> Consignes:
**A.** Citez mot pour mot tout ce qui va de « Ce n'est évidemment » jusqu'à « par ces derniers. » dans l'extrait.
**B.** D'après l'extrait, quel pays a décidé unilatéralement de rompre l'accord sur le nucléaire iranien ?

***** Extrait

Message par Plestin » 14 Mai 2018, 14:14

L'épisode de la fin de l'accord sur le nucléaire iranien suite à une décision unilatérale des Etats-Unis de le rompre, n'en finit pas de susciter des réactions indignées de la part des gouvernements et des grands groupes d'autres pays, d'Europe notamment.

Ce n'est évidemment pas le sort de la population iranienne qui leur importe (ça, ils s'en fichent), mais celui des profits des entreprises capitalistes qui faisaient affaire avec l'Iran.

Ce qui les révolte le plus, c'est le "principe d'extraterritorialité" : toute entreprise faisant affaire avec un pays sous embargo américain, ou convaincue de corruption dans n'importe quel pays de la planète, peut, si elle est également présente aux Etats-Unis, se voir infliger des sanctions financières parfois très importantes par ces derniers.

**********
***** Lignes de données

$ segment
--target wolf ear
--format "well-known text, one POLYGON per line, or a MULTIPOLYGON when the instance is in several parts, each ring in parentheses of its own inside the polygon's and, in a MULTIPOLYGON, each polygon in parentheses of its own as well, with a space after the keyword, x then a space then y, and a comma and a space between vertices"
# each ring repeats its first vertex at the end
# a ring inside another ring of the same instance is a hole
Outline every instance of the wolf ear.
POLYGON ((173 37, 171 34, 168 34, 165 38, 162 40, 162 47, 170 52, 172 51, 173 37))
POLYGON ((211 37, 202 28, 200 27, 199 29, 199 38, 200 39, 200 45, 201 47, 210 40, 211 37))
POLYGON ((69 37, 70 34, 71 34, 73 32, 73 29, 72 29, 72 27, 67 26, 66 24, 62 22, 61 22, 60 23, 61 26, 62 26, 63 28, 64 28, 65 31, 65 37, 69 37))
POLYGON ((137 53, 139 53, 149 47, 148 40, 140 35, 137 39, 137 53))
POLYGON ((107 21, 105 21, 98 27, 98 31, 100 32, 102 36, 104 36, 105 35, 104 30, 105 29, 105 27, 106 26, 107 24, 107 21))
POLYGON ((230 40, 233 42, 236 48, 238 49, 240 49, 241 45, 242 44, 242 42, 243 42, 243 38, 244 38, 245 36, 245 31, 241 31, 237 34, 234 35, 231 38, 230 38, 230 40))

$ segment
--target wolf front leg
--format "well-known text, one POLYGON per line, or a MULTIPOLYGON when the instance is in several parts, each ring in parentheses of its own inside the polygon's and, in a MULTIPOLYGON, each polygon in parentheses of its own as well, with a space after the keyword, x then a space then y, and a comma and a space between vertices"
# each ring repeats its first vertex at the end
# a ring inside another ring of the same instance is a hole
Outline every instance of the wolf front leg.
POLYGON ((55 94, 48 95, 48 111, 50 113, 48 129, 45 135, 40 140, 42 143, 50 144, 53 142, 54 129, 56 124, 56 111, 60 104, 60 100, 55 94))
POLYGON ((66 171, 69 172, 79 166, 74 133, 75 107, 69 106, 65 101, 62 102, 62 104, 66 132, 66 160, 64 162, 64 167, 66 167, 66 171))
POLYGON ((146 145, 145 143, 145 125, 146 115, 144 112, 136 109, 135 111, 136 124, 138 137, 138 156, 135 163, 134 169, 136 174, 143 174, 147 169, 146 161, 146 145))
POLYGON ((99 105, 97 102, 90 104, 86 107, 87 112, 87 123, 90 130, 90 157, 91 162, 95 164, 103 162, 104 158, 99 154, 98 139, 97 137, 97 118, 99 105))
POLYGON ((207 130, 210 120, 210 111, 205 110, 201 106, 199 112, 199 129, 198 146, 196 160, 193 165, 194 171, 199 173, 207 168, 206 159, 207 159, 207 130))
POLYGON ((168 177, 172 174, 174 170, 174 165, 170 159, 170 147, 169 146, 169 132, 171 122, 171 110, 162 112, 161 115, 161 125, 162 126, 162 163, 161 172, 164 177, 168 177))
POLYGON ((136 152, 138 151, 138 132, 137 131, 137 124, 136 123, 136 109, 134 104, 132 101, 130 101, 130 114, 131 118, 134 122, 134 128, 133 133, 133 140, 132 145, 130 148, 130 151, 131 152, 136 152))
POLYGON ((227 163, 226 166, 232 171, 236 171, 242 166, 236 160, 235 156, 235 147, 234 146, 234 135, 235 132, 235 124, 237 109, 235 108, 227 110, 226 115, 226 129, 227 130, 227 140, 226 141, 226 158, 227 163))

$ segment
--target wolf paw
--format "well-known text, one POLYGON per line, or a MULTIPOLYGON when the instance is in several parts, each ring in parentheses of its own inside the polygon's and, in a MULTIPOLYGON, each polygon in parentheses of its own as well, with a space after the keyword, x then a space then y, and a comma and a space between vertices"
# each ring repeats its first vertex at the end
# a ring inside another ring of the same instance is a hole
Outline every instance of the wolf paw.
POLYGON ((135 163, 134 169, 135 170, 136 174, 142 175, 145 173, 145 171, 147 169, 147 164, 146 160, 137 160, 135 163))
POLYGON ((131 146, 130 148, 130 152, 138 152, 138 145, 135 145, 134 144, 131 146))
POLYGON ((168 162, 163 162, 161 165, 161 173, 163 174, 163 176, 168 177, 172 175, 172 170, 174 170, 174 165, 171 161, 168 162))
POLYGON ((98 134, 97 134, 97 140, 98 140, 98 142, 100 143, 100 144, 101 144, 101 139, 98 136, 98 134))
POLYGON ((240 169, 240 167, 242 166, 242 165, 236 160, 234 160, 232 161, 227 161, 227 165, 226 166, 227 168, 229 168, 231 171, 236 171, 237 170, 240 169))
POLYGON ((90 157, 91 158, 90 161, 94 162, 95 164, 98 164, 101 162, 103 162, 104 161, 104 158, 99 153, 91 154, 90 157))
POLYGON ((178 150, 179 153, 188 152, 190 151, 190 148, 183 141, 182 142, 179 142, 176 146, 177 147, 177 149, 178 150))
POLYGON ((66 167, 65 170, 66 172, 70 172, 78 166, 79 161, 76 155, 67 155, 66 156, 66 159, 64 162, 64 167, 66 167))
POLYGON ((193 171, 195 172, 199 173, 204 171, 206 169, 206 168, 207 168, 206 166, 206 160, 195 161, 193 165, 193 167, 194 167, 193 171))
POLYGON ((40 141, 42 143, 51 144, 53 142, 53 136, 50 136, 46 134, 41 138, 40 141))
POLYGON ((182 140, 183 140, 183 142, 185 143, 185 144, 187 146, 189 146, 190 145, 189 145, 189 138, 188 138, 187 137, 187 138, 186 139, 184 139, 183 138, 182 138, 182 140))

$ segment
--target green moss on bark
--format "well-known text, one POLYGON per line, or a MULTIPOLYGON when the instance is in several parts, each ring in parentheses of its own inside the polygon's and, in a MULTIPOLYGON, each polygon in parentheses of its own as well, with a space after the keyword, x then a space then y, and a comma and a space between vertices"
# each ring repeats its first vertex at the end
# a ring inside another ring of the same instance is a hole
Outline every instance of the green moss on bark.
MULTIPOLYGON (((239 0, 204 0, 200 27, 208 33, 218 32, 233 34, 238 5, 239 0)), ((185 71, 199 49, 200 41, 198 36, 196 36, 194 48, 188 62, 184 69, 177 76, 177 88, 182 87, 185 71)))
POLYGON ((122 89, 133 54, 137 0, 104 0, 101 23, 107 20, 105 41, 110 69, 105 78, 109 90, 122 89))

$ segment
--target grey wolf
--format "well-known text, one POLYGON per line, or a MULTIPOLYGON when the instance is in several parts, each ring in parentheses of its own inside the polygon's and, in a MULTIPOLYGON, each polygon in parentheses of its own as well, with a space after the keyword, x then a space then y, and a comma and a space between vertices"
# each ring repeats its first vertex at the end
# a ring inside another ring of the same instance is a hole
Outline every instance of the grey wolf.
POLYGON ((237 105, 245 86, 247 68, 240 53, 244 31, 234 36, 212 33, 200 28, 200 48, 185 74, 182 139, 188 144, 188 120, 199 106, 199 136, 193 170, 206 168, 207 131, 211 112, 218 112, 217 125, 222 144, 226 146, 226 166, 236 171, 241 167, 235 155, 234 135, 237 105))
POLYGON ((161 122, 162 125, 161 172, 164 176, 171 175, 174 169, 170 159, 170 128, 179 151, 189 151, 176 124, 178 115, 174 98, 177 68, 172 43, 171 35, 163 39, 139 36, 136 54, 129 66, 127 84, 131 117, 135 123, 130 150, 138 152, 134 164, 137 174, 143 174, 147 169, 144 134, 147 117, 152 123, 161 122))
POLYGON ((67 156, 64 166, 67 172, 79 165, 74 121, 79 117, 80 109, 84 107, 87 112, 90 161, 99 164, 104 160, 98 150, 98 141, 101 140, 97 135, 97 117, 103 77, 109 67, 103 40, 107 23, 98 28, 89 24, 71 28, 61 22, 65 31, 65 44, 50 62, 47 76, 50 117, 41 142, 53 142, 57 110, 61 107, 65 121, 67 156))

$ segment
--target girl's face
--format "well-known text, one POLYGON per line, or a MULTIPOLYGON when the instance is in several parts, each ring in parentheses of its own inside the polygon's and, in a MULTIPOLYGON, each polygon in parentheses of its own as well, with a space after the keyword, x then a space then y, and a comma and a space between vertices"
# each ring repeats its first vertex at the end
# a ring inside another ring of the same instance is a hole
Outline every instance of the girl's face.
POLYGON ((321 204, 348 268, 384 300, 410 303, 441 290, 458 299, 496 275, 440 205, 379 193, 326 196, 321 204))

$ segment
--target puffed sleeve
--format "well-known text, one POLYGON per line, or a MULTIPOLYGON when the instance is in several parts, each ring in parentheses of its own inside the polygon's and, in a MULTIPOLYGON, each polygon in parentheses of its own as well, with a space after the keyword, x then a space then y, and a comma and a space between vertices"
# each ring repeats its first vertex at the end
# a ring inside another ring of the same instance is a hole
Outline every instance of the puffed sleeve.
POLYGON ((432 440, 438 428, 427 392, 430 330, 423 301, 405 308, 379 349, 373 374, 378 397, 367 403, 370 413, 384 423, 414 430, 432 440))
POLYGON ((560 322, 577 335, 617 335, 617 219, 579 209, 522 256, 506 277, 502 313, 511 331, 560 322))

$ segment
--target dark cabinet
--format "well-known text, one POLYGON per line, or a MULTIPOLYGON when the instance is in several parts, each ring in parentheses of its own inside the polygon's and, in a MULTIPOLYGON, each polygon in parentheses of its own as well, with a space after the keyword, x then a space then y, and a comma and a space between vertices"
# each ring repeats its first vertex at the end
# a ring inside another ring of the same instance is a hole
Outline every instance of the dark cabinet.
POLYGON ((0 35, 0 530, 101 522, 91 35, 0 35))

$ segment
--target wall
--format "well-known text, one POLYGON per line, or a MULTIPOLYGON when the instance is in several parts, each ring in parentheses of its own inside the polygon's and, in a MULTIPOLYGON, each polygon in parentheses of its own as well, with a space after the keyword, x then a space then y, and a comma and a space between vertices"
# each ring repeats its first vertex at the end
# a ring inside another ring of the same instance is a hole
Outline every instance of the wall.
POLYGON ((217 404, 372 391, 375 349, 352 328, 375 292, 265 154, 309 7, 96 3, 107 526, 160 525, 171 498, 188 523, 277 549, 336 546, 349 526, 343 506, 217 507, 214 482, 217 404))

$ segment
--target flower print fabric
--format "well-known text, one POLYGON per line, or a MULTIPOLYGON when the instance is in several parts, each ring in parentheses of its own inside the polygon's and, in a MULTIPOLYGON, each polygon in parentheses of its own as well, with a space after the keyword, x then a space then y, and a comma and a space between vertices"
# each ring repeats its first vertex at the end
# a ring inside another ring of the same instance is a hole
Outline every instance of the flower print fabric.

**********

> Réponses successives:
**A.**
Ce n'est évidemment pas le sort de la population iranienne qui leur importe (ça, ils s'en fichent), mais celui des profits des entreprises capitalistes qui faisaient affaire avec l'Iran.

Ce qui les révolte le plus, c'est le "principe d'extraterritorialité" : toute entreprise faisant affaire avec un pays sous embargo américain, ou convaincue de corruption dans n'importe quel pays de la planète, peut, si elle est également présente aux Etats-Unis, se voir infliger des sanctions financières parfois très importantes par ces derniers.

**B.** Les États-Unis.